FastTextClassifier

class squirro.lib.nlp.steps.classifiers.FastTextClassifier(config)

Bases: squirro.lib.nlp.steps.classifiers.Classifier

The fastText Classifier uses the fastText library for text embedding and classification provided by Facebook’s AI Research lab.

Input - all input fields need to be of type str.

Output - the output field is filled with data of type dict { str: float }. The key of the dict is the predicted class name and the value is the probability/confidence returned by the model.

Parameters
  • type (str) – fasttext

  • cutoff (int, 100000) – Cutoff for quantization

  • learning_rate (float, 1.0) – Learning rate

  • min_count (int, 1) – Minimum number of words appearances to be included in dictionary

  • min_prob (float, 0.0) – Minimum prediction probability to return

  • n_epochs (int, 25) – Number of training epochs

  • n_grams (int, 2) – N of N-grams

  • n_predictions (int, None) – Number of label predictions to return. By default this will be the number of unique labels.

  • quantize (bool, False) – Whether or not to quantize the model

Example

{
    "step": "classifier",
    "type": "fasttext",
    "input_fields": ["extract"],
    "output_field": "prediction",
    "label_field": "label",
}

Methods Summary

clean()

Clean step

load()

Load a step

process_doc(doc)

Process a document

save()

Save a step

train(docs)

Train on a step of a set of documents

Methods Documentation

clean()

Clean step

load()

Load a step

process_doc(doc)

Process a document

Parameters

doc (Document) – Document

Returns

Processed document

Return type

Document

save()

Save a step

train(docs)

Train on a step of a set of documents

Parameters

docs (generator(Document)) – Generator of documents

Returns

Generator of processed documents

Return type

generator(Document)

## Requirement A
Say whether each statement agrees with the FastTextClassifier reference, answering yes or no and quoting the deciding words: (i) the default number of training epochs is 25; (ii) the model is quantized by default; (iii) input fields may be of any type.
## Requirement B
In the FastTextClassifier reference, what is the key of the output dict?
## Requirement C
Transcribe the FastTextClassifier reference, starting with "Output - the" and going on through "by the model.".

## Information provided

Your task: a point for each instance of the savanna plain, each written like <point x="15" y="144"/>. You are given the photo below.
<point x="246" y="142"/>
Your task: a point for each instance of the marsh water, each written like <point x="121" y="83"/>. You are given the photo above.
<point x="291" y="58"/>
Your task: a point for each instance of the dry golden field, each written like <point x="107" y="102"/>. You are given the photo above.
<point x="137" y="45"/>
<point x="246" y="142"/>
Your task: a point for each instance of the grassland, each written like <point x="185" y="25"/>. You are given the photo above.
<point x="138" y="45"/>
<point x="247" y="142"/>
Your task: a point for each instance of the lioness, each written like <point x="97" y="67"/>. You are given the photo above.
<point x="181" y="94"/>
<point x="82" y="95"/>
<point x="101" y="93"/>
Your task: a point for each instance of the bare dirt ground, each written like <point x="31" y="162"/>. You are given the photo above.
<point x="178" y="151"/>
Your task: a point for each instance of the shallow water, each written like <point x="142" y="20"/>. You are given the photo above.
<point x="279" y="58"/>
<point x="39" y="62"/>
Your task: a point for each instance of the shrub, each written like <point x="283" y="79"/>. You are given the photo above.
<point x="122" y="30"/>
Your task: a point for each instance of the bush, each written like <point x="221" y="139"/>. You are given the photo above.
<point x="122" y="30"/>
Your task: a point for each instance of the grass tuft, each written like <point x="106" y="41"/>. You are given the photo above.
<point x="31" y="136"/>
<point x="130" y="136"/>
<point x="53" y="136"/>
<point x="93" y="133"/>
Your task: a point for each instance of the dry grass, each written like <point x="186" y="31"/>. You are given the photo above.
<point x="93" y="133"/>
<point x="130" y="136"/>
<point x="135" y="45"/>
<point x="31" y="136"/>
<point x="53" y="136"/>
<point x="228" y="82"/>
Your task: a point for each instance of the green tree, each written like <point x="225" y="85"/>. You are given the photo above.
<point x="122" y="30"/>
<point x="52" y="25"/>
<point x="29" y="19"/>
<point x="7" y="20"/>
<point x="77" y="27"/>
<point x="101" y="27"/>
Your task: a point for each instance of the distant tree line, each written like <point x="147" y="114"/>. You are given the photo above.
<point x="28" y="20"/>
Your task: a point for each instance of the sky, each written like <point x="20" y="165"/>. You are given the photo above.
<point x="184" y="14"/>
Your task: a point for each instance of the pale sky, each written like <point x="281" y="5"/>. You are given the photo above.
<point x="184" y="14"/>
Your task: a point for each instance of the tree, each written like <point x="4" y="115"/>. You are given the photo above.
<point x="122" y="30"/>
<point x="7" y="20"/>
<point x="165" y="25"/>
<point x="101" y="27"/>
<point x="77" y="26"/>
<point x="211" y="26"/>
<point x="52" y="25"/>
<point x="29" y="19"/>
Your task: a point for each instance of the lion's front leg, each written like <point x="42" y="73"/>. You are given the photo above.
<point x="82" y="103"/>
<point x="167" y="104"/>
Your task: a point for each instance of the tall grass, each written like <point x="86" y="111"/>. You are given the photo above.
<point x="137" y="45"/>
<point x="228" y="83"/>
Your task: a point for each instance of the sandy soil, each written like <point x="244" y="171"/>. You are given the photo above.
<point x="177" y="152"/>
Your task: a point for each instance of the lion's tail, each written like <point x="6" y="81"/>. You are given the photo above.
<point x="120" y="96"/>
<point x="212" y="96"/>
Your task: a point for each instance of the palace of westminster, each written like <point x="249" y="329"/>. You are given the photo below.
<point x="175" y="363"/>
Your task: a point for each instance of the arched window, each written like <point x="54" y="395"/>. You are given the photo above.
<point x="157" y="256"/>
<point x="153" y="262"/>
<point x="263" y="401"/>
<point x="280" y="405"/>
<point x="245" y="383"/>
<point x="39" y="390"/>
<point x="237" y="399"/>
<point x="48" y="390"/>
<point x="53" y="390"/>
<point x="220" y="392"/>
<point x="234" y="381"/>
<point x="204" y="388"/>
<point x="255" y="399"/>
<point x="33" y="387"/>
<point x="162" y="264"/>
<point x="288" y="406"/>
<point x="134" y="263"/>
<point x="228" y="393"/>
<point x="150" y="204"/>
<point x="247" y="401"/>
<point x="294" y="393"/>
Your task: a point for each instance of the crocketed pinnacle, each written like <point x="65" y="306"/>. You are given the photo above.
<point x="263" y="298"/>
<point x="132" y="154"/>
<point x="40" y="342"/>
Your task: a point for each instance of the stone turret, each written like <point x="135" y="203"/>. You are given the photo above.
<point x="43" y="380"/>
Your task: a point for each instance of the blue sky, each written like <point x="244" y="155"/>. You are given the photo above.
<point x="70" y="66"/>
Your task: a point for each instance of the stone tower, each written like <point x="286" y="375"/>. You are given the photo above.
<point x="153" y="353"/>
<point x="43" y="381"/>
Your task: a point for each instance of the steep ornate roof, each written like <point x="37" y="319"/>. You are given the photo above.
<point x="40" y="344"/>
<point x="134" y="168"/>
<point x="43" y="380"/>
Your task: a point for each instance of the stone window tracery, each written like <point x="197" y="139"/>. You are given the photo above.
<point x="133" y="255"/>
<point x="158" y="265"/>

## Correct answer A
(i) Yes: "n_epochs (int, 25) – Number of training epochs"
(ii) No: "quantize (bool, False) – Whether or not to quantize the model"
(iii) No: "Input - all input fields need to be of type str."

## Correct answer B
The predicted class name.

## Correct answer C
Output - the output field is filled with data of type dict { str: float }. The key of the dict is the predicted class name and the value is the probability/confidence returned by the model.